(Data entries)
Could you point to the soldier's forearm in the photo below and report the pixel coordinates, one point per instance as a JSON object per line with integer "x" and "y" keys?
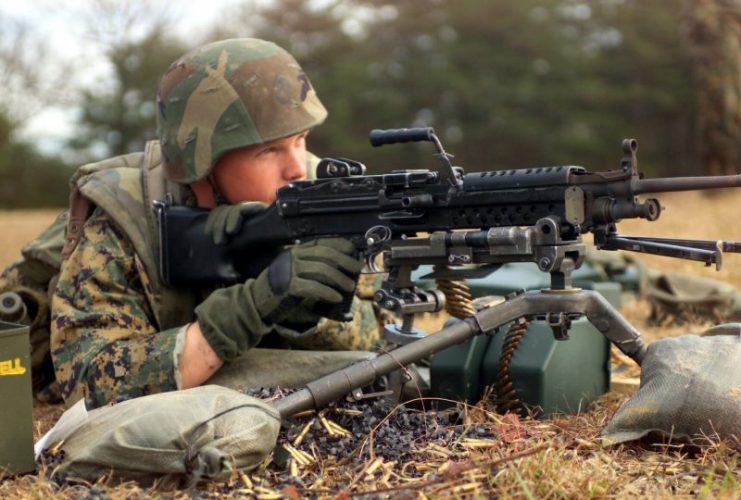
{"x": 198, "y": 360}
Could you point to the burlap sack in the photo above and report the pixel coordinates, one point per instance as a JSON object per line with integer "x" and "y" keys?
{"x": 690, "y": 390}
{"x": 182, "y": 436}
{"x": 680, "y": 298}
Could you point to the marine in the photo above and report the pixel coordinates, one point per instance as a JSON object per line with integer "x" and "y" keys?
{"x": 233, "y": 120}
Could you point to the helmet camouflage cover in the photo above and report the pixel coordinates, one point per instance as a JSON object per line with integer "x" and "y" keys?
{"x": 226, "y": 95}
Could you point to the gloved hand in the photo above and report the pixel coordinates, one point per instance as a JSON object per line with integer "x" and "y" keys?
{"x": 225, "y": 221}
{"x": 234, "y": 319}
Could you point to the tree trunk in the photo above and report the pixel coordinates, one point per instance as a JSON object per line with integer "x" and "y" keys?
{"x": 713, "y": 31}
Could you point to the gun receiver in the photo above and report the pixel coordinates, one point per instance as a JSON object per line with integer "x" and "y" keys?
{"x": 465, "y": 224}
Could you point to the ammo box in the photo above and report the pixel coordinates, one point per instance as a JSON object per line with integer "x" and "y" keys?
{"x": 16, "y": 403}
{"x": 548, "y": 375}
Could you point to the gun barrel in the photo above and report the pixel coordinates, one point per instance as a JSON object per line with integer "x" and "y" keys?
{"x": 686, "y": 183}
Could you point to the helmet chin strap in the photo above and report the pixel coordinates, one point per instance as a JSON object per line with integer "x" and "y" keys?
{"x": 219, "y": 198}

• [TASK DETAILS]
Output the records from the line containing "Could you point to the ammo" through the end of the records as a JSON list of strings, one string per line, with blank lines omitted.

• [SOLVED EXERCISE]
[
  "Could you point to the ammo box in the photo above and report the pixel coordinates, one point per instance as a JSON object per line with integer \"x\" and \"y\" keys?",
  "{\"x\": 16, \"y\": 403}",
  "{\"x\": 548, \"y\": 375}",
  "Could you point to the gun barrel in the photo above and report the pixel coordinates, one point per instance as a JSON object per line with integer \"x\" and \"y\" keys?",
  "{\"x\": 686, \"y\": 183}",
  "Could you point to the helmet chin strap in the photo above and report the pixel coordinates, one point per instance as a JSON object per line with integer \"x\" and \"y\" keys?",
  "{\"x\": 219, \"y\": 198}"
]